:: SOURCE EXTRACT ::
((

Solar Array Project Status as of 03/25/2020


-A solar variablility study may still be needed in order to establish how much energy can be produced on any given day. 

-Assess the feasibility of a larger solar array somewhere on campus (7-8 Acres =1 Megawatt)

-Implementing Educational Purposes: Dr. Rowley’s GEOG 235 (energy Resources), GEOG 245 (Weather and Climate)

Which company should be utilized: The Solar Network- group that works with Universities to implement solar (midWest Renewable Energy Association) Nonprofit coalition- Alden

Working with Alden Shepherd at Invenergy- Has an Excel sheet of others’ completed projects. Noted these places- Tennesee Knoxville larger parking lot use. Eaton (has charger ports- only an electric lot)

Funding:Looking into different grants outside of OWU, such as EPA, OWU resources are TPG, alumni (through Advancement’s fundraising and in encouraging Board of Trustees)

Parking lot between Beeghly and Corns

Other Projects researched

Toledo Museum of Art 

  • Partial parking lot canopy with plug-in availability for electric vehicles
  • With canopy and array- were able to go completely off of the city’s energy grid within a year.

))

:: RECORDS ::
((

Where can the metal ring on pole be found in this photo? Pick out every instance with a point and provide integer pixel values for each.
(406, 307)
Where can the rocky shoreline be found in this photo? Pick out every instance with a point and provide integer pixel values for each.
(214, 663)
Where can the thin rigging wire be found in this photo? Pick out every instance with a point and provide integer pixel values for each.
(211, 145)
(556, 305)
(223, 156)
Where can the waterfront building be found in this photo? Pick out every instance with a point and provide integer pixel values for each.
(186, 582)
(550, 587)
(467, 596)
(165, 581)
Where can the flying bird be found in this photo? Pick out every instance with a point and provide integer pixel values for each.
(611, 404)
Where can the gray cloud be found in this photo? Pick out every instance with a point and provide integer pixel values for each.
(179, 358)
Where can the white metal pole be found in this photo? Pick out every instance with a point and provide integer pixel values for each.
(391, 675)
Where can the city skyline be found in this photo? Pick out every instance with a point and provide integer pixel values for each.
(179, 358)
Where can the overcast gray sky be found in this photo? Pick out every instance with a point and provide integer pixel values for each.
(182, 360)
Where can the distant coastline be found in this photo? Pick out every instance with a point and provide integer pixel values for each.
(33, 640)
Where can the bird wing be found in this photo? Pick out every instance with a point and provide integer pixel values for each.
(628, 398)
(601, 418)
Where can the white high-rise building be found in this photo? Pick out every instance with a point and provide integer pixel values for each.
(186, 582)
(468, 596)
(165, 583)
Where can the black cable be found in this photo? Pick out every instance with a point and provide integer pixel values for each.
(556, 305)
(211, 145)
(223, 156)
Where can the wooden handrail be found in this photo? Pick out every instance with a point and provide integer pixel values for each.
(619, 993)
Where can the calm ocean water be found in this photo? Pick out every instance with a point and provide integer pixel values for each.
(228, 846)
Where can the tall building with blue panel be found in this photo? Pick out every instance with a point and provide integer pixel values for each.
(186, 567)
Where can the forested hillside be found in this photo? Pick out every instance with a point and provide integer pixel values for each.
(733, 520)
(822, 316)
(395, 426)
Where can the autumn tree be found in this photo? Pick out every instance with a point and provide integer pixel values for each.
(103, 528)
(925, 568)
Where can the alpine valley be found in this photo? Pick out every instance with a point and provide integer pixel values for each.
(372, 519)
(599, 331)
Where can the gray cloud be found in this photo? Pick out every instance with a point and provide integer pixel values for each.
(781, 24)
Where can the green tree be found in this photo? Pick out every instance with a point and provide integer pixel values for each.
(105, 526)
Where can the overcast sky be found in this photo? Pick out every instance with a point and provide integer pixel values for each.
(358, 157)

))

:: REQUIRED ACTIONS ::
- 1) According to the solar array project status notes, what were the Toledo Museum of Art able to do within a year with its canopy and array?
- 2) Reproduce word for word the stretch of the solar array status notes that opens with the words "Parking lot between" and ends after "within a year.".
The lines are not needed for the work on this page.

:: ANSWERS GIVEN ::
- 1) It was able to go completely off the city's energy grid.

- 2)
Parking lot between Beeghly and Corns

Other Projects researched

Toledo Museum of Art 

  • Partial parking lot canopy with plug-in availability for electric vehicles
  • With canopy and array- were able to go completely off of the city’s energy grid within a year.